- Excerpted passage
**********

Thanks for the tip on the Bohemia. I like stouts and porters but hadn't seen that one. I am going to look for it. Maybe El Deposito has it.


----------



## ehw23

TundraGreen said:


> Thanks for the tip on the Bohemia. I like stouts and porters but hadn't seen that one. I am going to look for it. Maybe El Deposito has it.


I doubt they will have any out on the market during this time of the year..but ya never know? Being a big city and all, Im sure GDL will have during the cooler months when the time comes. It really is a lovely beer.


----------



## joaquinx

ehw23 said:


> 1- Bohemia Chocolate Stout


It's on my list. Thanks for the tip.


----------



## conorkilleen

Cucapa is my favorite craft brew in Mexico. Honey Lager, IPA, Pale Ale, Classic, and a Brown Ale.


----------



## ehw23

conorkilleen said:


> Cucapa is my favorite craft brew in Mexico. Honey Lager, IPA, Pale Ale, Classic, and a Brown Ale.



If i could get me some of that!


----------



## conorkilleen

ehw23 said:


> If i could get me some of that!


Superama and sometimes Walmart has it. Try HEB as well, but I found Superama and Walmart to have it most times when I lived in MTY.


----------



## diablita

My favorite beer is whatever is on sale. Walmart has Gallo Light at 50 pesos for a 12 pack. It's my favorite!


----------



## conorkilleen

diablita said:


> My favorite beer is whatever is on sale. Walmart has Gallo Light at 50 pesos for a 12 pack. It's my favorite!


oh geez. I feel sorry for your taste buds and liver. Gallo is the worst beer sold in Mexico other than Budwieser.


----------



## diablita

In your opinion, which means nothing to me.


----------



## chicois8

Gallo is a beer from Guatemala......


----------



## joaquinx

conorkilleen said:


> Gallo is the worst beer sold in Mexico other than Budwieser.


Wait a min. I have use Gallo to cure athletes foot.Great stuff.


----------



## conorkilleen

joaquinx said:


> Wait a min. I have use Gallo to cure athletes foot.Great stuff.


I use it to clean greasy motorcycle parts. Its also good for paying the "propina" to my garbage men that come by and only want to take 3 bags and not 4. Those guys will drink anything.


----------



## conorkilleen

diablita said:


> In your opinion, which means nothing to me.


Yikes. Sorry if I hurt your internet feelings.


----------



## Guategringo

Gallo Light is Guatemalan and as bad or worse than Pabst Blue Ribbon or Old Milwaukee Swill. Gallo is also Guatemalan and sold as Famoso in Mexico. It is a pale lager that cannot even hold a candle to Natural Light or Busch. Yes, its that bad!!!


----------



## ehw23

i looked for that microbrew but still nothing..will keep on searching. 

as of now...it looks like its the 12pk special of VICTORIA for 109pesos. also came with two nice glasses to drink from!


----------



## q_vivar

joaquinx said:


> 1. Victoria
> 2. Indio
> 3. Lastly. . .fria


I second Victoria - reminds me of Yuengling out of PA.

**********

- Problems and tasks
[A] Summarize the beer discussion in two sentences.
[B] Quote the beer discussion word for word, between "## Guategringo" and "its that bad!!!", inclusive.

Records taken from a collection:
**********

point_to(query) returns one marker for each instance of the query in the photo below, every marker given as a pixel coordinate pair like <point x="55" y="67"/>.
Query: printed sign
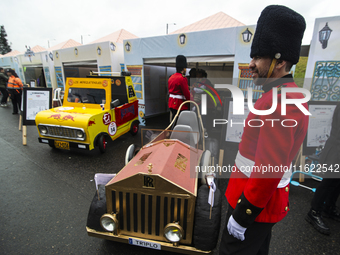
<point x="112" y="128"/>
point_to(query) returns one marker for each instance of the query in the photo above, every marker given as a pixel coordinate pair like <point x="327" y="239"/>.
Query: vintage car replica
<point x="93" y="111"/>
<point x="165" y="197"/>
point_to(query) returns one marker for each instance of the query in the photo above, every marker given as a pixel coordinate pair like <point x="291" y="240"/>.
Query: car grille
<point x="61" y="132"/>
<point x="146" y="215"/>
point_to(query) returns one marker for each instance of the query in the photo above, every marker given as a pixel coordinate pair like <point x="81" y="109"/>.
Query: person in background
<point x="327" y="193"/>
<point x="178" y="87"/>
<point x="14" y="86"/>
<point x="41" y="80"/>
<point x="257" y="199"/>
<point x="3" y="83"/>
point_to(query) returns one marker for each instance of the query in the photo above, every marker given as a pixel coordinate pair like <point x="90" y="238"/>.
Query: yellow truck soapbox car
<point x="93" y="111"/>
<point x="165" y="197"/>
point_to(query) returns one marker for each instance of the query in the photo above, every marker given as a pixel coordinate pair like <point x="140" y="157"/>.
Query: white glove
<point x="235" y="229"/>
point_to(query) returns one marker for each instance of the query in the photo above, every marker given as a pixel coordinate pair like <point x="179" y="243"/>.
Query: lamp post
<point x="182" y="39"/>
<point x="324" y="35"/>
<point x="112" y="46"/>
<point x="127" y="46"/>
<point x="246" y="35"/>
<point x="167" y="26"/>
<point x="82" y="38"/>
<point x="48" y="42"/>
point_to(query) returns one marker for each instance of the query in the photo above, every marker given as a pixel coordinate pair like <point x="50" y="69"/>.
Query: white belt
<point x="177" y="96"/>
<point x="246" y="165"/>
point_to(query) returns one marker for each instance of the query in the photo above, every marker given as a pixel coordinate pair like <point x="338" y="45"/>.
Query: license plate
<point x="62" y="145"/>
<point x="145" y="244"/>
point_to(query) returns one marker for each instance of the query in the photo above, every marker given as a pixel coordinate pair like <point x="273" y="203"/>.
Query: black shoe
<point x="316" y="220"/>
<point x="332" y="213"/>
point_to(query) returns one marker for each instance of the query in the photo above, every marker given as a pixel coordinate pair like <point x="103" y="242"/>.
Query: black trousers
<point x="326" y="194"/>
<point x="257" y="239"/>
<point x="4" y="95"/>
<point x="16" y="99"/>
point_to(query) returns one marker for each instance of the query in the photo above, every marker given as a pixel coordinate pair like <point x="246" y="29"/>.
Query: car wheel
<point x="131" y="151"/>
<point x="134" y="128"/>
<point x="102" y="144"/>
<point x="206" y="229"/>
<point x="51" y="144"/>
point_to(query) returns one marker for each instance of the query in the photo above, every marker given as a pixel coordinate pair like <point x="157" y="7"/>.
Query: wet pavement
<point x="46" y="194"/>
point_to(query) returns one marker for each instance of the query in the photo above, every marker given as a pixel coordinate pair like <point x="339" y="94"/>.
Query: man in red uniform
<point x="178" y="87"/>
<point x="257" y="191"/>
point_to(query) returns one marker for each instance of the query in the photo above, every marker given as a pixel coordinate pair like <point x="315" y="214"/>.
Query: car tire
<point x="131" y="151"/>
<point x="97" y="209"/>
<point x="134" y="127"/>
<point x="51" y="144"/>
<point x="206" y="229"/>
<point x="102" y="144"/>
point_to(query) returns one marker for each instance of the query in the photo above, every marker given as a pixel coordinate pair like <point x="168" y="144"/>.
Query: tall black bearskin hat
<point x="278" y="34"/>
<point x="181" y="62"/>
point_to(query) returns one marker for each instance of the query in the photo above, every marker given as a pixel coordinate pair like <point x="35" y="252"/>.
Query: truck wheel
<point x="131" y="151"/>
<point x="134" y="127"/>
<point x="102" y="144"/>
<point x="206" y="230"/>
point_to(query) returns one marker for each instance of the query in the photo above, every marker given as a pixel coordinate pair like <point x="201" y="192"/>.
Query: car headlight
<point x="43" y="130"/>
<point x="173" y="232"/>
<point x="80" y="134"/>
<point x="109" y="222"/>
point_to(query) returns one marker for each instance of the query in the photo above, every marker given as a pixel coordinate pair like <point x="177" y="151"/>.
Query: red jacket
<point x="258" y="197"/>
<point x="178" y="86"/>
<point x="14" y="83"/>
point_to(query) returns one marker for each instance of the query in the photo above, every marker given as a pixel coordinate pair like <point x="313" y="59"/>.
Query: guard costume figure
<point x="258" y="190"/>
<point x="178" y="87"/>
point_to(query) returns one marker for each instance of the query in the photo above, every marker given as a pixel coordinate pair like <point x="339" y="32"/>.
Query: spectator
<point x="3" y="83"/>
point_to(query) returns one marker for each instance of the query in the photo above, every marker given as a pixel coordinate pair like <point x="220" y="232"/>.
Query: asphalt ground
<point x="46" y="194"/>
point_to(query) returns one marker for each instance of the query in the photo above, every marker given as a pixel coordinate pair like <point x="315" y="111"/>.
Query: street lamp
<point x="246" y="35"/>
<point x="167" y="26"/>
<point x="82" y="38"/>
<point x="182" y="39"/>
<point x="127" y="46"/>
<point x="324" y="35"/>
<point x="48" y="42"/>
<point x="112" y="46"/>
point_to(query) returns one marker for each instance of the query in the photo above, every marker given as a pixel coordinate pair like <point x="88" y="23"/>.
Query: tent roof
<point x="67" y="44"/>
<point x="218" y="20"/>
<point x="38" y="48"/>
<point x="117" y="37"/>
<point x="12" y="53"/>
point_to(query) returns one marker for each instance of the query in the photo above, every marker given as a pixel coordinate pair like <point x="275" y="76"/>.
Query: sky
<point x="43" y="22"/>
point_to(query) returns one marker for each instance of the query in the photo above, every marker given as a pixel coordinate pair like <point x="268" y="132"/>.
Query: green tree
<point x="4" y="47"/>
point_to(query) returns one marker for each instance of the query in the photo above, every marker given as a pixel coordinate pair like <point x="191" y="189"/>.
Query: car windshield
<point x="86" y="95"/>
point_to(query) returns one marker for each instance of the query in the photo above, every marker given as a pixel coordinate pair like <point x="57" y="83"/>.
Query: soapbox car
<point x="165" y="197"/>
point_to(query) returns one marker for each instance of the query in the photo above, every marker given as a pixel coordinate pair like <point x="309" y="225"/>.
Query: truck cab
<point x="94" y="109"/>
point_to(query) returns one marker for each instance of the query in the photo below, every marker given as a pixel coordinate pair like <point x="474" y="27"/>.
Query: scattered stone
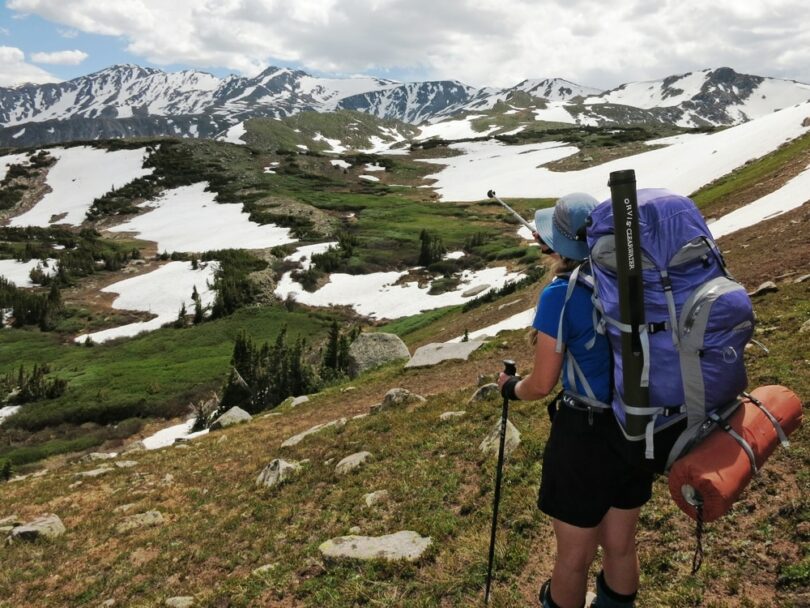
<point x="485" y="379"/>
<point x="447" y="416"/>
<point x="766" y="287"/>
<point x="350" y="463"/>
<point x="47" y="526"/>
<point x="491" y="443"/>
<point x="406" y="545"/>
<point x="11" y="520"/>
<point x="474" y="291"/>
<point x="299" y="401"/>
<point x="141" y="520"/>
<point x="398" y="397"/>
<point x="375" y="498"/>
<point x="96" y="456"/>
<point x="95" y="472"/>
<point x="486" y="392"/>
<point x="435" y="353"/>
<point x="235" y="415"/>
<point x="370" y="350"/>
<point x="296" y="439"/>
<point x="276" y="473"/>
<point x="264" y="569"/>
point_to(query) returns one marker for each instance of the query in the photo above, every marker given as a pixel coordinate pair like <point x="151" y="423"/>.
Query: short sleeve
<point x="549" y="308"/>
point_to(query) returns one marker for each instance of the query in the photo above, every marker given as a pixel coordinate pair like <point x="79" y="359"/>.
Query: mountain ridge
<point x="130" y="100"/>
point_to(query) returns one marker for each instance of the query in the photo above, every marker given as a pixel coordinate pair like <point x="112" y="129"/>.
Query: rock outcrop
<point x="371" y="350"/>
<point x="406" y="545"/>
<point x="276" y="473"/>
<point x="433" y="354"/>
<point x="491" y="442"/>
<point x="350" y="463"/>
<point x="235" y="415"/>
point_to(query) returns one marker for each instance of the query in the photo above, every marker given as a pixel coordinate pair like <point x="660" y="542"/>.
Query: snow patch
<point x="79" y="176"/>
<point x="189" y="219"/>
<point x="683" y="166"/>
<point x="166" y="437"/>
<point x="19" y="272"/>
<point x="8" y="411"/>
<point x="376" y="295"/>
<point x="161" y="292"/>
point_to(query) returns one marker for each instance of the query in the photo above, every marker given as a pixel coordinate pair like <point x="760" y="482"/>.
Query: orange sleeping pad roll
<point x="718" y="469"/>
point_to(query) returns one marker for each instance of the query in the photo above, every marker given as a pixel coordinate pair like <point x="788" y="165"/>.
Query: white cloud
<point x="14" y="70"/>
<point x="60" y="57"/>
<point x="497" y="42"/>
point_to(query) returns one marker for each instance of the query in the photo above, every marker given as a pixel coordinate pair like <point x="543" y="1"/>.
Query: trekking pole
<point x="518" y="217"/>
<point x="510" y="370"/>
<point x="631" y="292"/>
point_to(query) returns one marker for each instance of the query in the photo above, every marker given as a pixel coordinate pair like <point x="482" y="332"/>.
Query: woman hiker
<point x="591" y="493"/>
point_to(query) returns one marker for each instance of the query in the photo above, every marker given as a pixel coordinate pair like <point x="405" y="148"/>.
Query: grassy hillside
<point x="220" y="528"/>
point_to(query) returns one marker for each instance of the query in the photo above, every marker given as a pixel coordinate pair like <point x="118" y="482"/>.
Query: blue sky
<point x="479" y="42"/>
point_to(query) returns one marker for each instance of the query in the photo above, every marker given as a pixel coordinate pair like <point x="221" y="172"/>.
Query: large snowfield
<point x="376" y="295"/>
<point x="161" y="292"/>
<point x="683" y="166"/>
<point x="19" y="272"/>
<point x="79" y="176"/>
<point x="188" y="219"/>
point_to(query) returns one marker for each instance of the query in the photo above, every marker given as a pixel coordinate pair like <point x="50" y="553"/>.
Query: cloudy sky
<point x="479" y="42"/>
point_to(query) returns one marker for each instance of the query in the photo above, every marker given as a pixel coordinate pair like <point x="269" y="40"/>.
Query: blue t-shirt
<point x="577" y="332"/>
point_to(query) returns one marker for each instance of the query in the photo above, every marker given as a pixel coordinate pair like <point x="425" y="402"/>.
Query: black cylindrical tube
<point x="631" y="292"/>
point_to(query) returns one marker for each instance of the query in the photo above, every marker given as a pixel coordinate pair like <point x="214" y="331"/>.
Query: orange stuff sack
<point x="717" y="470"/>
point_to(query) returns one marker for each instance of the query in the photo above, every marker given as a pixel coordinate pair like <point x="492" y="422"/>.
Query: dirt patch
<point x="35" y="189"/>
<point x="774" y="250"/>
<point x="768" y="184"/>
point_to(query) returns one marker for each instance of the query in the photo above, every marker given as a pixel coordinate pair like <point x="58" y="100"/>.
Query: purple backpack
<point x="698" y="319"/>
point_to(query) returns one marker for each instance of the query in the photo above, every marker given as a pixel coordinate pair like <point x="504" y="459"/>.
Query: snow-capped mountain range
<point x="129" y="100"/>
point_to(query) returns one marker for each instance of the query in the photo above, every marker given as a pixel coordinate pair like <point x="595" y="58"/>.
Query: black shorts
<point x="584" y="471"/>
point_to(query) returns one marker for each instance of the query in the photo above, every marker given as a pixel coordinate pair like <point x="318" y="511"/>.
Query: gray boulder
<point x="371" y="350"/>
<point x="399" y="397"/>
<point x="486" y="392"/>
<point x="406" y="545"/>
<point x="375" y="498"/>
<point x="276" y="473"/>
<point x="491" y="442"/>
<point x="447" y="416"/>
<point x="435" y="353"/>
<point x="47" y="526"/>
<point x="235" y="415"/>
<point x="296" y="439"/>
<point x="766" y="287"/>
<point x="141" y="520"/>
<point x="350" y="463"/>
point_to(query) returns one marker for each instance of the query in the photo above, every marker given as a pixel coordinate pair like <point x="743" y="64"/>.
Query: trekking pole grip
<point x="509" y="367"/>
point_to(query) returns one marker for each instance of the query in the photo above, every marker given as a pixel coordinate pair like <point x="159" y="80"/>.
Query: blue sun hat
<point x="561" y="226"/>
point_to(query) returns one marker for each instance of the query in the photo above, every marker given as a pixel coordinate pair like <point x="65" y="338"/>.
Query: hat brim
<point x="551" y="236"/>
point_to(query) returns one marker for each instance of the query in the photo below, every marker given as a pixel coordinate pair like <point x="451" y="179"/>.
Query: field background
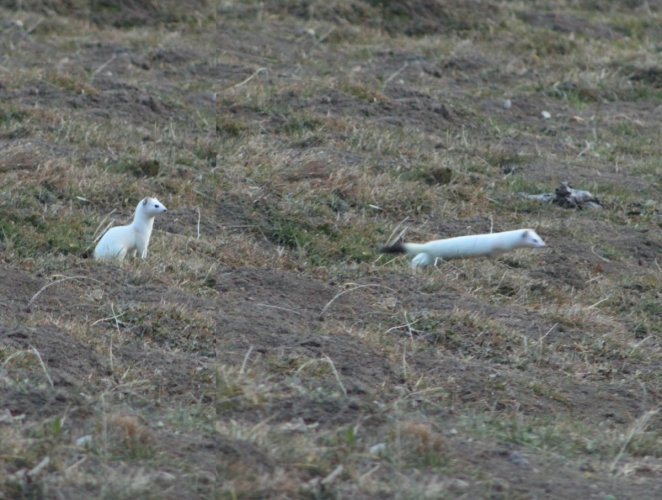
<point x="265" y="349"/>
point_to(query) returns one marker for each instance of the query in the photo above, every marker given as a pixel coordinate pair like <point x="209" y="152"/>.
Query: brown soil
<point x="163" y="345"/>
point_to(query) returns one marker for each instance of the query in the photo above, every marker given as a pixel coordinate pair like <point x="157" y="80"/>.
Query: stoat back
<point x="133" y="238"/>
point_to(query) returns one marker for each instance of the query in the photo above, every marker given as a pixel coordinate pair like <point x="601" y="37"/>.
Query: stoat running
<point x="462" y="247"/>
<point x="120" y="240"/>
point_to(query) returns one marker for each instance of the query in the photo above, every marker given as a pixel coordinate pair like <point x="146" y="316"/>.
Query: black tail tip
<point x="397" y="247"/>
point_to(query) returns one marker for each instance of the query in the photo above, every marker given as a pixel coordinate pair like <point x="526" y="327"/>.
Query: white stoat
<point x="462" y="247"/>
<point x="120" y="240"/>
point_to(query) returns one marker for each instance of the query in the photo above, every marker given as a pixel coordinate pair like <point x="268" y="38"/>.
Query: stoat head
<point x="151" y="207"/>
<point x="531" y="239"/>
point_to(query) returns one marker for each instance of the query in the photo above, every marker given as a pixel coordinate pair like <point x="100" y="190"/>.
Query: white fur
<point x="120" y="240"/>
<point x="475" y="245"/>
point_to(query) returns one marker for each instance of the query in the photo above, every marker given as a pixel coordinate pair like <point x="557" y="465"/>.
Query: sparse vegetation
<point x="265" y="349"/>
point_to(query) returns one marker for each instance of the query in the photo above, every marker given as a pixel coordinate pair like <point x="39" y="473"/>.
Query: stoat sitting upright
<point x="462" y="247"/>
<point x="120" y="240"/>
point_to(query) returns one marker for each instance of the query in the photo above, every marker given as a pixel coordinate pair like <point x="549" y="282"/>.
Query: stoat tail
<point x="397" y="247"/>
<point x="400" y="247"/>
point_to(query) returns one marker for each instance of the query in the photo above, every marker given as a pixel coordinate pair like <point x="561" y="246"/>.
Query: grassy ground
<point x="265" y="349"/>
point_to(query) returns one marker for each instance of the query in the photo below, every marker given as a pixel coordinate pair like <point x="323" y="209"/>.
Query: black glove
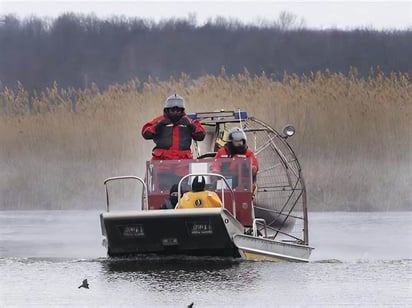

**********

- Full answers
[A] Forum members recommend beers found in Mexico, such as Bohemia Chocolate Stout and the Cucapa craft brews, and one says Superama and Walmart usually carry Cucapa. A member who calls Gallo Light, sold at Walmart for 50 pesos a 12 pack, a favorite gets mocked by others, and another member describes Gallo Light as Guatemalan and as bad as or worse than Pabst Blue Ribbon.

[B]
## Guategringo

Gallo Light is Guatemalan and as bad or worse than Pabst Blue Ribbon or Old Milwaukee Swill. Gallo is also Guatemalan and sold as Famoso in Mexico. It is a pale lager that cannot even hold a candle to Natural Light or Busch. Yes, its that bad!!!